_SOURCE EXCERPT:_
----
One way to spot inexperienced secure network design is to look for networks that completely block Internet Control Message Protocol (ICMP) traffic. As any operator of all but the smallest networks will tell you, troubleshooting a network without ping is very frustrating, bordering on impossible. That said, ICMP messages should not be enabled everywhere without reservation. Some security considerations must be understood, just like for any other protocol. This section assumes basic ICMP understanding. Refer to your favorite TCP/IP book for background or read RFC 792.
ICMP security can be a very lengthy discussion because lots of nasty things can be done with ICMP messages when scanning networks or trying to gain a covert channel. If you are interested in this sort of thing, Ofir Arkin's paper titled "ICMP Usage in Scanning" is available at http://www.sys-security.com/archive/papers/ICMP_Scanning_v2.5.pdf. Rob Thomas has some guidelines for ICMP filtering that are available here: http://www.cymru.com/Documents/icmp-messages.html.
The basics behind ICMP design considerations are to define how much ICMP traffic you should allow on your network and which messages types you should filter.
ICMP Rate Limiting
Because ICMP is a troubleshooting and error-reporting tool, there should be a limit to the amount of ICMP traffic you see on a given network. For example, on a 100 Mbps Ethernet link, you might block ICMP traffic that exceeds 500 Kbps. A technology called committed access rate (CAR) enables this sort of filtering and is discussed later in this chapter.
ICMP Message Type Filtering
As Chapter 2 discussed, your own security policies and threat models might be different from those assumed here. Deploying filters throughout your internal network to permit only the ICMP message types required would be difficult. As a first step, focus on possible boundaries of trust between two networks. Your network will have its own trust boundaries, but here are a few to get you started. Zones of trust are detailed more fully in Chapter 12, "Designing Your Security System."
An easy first step in ICMP filtering is to deny any ICMP message that is a fragment. First, the ICMP messages you must permit are generally small. Echo and echo reply, for example, default on BSD UNIX to 84 bytes: 20-byte IP header, 8-byte ICMP header, and 56 bytes of ICMP data.
Other required ICMP messages are similarly small and come nowhere near the minimum link size on today's IP networks. Blocking ICMP fragments is easy using an ACL:
access-list 101 deny icmp any any fragments
The fragments keyword in a Cisco ACL has some special use rules. For a detailed discussion of this, including flow charts and examples, check the paper at the following URL: http://www.cisco.com/warp/public/105/acl_wp.html.
As a quick summary of the paper, the fragments keyword applies only to noninitial fragments (fragment offset > 0), so in the preceding example, the first part of a fragmented ICMP packet will not match that entry, while all subsequent fragments will.
----
_DATASET CONTENT:_
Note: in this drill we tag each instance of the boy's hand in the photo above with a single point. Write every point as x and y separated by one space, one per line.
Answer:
----
_EXERCISE REQUIREMENTS:_
(1) Output the portion of the ICMP security text starting with "As a quick summary" and going on through "subsequent fragments will.", copied exactly.
(2) Determine whether each statement below agrees with the ICMP security text, answering yes or no and quoting the words of the text that decide it: (a) On BSD UNIX, echo and echo reply messages default to 84 bytes. (b) In a Cisco ACL, the fragments keyword matches the first fragment of a fragmented packet. (c) The text holds that ICMP messages should be enabled everywhere without reservation.

_ANSWERS TO THE EXERCISES:_
(1)
As a quick summary of the paper, the fragments keyword applies only to noninitial fragments (fragment offset > 0), so in the preceding example, the first part of a fragmented ICMP packet will not match that entry, while all subsequent fragments will.

(2)
(a) Yes: "Echo and echo reply, for example, default on BSD UNIX to 84 bytes"
(b) No: "the fragments keyword applies only to noninitial fragments (fragment offset > 0)"
(c) No: "ICMP messages should not be enabled everywhere without reservation."